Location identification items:
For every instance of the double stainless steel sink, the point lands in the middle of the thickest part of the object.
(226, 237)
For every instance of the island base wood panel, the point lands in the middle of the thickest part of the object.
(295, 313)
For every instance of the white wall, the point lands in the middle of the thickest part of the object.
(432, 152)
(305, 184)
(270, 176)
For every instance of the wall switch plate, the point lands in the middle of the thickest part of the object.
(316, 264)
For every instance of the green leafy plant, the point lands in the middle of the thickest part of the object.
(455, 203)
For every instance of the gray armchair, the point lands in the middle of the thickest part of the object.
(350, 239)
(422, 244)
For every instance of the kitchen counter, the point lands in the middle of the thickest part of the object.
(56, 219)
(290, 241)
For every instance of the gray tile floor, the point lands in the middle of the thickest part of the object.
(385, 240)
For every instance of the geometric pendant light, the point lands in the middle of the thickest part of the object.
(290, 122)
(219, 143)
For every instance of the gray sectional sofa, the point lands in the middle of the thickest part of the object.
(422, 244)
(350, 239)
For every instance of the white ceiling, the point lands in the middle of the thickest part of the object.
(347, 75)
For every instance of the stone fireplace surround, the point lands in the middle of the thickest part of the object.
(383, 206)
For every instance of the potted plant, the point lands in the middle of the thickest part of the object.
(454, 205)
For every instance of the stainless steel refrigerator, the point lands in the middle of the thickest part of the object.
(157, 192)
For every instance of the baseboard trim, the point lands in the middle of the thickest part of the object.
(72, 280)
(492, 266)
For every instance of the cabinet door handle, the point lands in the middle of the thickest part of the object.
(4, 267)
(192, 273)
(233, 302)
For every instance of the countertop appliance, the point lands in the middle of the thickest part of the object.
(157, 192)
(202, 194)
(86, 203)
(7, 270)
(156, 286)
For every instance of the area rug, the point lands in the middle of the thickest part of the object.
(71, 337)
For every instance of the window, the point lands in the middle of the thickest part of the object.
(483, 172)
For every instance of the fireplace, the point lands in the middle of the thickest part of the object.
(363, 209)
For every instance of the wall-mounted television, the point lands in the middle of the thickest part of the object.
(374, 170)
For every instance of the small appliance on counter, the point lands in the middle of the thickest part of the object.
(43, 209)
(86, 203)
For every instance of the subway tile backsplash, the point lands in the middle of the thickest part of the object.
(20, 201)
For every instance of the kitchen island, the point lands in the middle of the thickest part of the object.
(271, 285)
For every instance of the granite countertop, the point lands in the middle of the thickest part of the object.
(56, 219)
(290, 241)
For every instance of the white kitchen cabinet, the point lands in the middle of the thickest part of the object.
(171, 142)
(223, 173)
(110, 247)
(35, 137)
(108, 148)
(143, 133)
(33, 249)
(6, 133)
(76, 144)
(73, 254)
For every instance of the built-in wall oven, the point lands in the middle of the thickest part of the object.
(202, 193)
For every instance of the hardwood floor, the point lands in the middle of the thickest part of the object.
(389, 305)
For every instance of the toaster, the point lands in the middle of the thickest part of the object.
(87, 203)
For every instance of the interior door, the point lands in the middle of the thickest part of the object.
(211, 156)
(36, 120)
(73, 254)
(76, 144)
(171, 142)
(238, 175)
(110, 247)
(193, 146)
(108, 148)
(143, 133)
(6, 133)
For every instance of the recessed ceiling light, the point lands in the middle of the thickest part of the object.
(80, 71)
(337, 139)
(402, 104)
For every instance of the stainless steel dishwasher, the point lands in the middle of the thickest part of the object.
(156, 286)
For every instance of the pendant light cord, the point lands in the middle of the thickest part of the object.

### SET EXERCISE
Reproduce the stretch of rows from the line containing "For every instance of the stainless steel dishwasher, the" through the end of the rows, without any changes.

### ANSWER TO THE TASK
For every instance of the stainless steel dishwasher, the point lands in the middle of the thickest part of the object.
(156, 286)
For every instance of the pendant light cord, the point lands in the middle of the thickest part of the object.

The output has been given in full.